Problem: Quote the whole listing below word for word, leaving out the pictures.

□ □ □

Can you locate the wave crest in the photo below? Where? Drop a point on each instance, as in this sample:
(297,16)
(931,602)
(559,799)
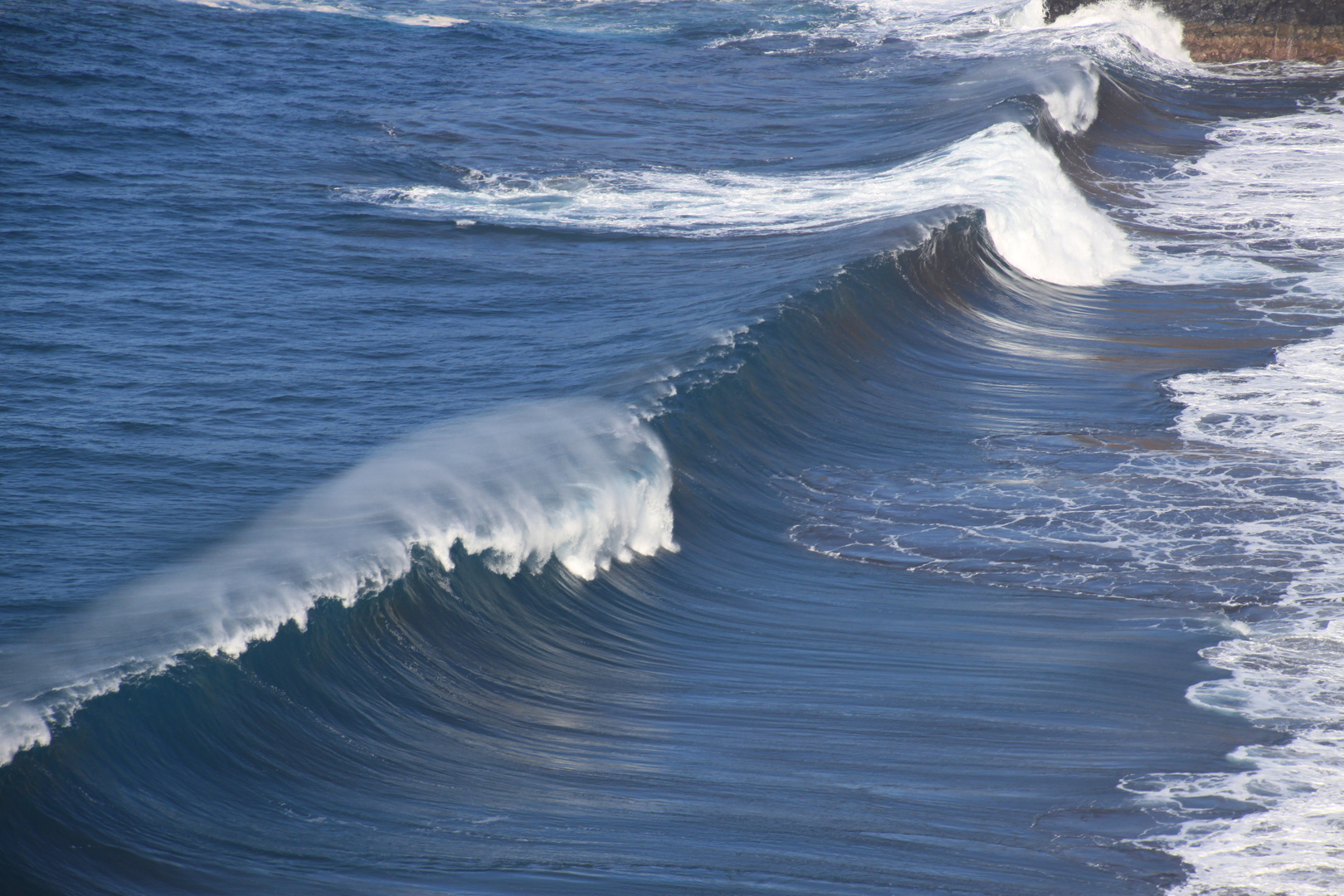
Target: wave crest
(572,481)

□ □ □

Solution to this task:
Can you locate the wave crest in the photo below? Where? Drop a point on each instance, as in this sample:
(297,16)
(931,602)
(559,799)
Target: wave crest
(572,481)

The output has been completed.